Written request A:
According to the assignment overview, what tool did the chapter introduce for fitting models by quadratic approximation of the posterior distribution?

Passage shown:
* START *

Assignment #3

Chapter 4 - Geocentric Models

This chapter introduced the simple linear regression model, a framework for estimating the association between a predictor variable and an outcome variable. The Gaussian distribution comprises the likelihood in such models, because it counts up the relative numbers of ways different combinations of means and standard deviations can produce an observation. To fit these models to data, the chapter introduced quadratic approximation of the posterior distribution and the tool quap. It also introduced new procedures for visualizing prior and posterior distributions.

Place each answer inside the code chunk (grey box). The code chunks should contain a text response or a code that completes/answers the question or activity requested. Problems are labeled Easy (E), Medium (M), and Hard(H).

* END *

Provided material:

* START *

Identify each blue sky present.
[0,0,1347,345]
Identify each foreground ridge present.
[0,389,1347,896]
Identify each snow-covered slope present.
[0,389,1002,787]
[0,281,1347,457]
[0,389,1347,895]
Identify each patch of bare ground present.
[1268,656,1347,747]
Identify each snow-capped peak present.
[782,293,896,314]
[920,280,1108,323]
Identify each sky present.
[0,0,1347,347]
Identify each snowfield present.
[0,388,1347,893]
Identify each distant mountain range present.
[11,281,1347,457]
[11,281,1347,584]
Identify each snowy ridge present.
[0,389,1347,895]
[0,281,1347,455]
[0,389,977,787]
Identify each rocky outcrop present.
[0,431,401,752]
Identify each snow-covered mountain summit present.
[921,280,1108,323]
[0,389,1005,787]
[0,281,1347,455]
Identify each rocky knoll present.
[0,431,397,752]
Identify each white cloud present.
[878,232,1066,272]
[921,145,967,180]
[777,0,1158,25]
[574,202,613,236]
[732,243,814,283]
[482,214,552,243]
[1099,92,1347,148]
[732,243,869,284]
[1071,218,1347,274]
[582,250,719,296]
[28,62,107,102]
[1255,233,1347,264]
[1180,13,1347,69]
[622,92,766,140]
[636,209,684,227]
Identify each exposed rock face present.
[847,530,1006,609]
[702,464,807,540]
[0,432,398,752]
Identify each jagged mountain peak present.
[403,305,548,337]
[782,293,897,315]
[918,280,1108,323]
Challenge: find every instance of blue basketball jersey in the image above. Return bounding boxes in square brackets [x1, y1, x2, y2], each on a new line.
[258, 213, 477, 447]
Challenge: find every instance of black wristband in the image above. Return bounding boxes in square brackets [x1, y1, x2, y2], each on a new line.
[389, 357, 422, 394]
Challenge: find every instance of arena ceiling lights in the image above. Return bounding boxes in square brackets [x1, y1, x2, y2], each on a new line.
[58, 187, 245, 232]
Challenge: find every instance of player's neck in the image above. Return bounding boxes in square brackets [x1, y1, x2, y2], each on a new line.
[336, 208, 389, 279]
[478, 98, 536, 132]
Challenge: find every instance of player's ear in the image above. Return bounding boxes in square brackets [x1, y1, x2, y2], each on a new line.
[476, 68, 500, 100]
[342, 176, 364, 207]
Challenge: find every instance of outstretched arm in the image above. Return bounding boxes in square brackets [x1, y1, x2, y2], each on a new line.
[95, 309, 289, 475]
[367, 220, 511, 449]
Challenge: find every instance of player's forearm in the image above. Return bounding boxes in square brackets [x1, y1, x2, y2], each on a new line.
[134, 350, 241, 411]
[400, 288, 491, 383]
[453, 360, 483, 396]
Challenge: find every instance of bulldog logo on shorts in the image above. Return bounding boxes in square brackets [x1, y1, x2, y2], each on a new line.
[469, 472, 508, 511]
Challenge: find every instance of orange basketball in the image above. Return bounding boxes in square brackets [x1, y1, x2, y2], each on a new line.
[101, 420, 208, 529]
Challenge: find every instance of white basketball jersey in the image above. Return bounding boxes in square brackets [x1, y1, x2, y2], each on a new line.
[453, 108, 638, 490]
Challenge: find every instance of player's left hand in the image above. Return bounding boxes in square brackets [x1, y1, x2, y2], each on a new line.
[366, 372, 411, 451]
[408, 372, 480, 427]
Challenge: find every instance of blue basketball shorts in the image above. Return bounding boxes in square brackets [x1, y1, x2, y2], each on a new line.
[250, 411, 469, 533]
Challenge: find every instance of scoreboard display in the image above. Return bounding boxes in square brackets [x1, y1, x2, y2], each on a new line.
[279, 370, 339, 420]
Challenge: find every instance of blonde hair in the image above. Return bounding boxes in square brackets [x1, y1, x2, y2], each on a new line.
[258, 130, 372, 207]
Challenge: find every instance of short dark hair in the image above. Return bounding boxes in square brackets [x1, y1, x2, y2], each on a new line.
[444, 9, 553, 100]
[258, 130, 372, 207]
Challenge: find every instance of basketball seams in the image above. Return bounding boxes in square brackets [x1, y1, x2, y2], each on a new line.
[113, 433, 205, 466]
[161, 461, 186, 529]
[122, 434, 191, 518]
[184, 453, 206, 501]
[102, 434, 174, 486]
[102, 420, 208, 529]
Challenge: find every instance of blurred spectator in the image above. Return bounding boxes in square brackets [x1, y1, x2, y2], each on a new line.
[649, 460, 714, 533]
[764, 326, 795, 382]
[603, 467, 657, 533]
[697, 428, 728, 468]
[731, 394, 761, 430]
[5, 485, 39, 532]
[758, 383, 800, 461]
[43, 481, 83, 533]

* END *

Written request B:
Rewrite the listing from its first line through the line containing "[0,388,1347,893]", replacing "bare ground" with "exposed soil" and leaving everything else unchanged.

Correct response A:
quap

Correct response B:
Identify each blue sky present.
[0,0,1347,345]
Identify each foreground ridge present.
[0,389,1347,896]
Identify each snow-covered slope present.
[0,389,1002,787]
[0,281,1347,457]
[0,389,1347,895]
Identify each patch of exposed soil present.
[1268,656,1347,747]
Identify each snow-capped peak present.
[782,293,896,314]
[920,280,1108,323]
Identify each sky present.
[0,0,1347,347]
Identify each snowfield present.
[0,388,1347,893]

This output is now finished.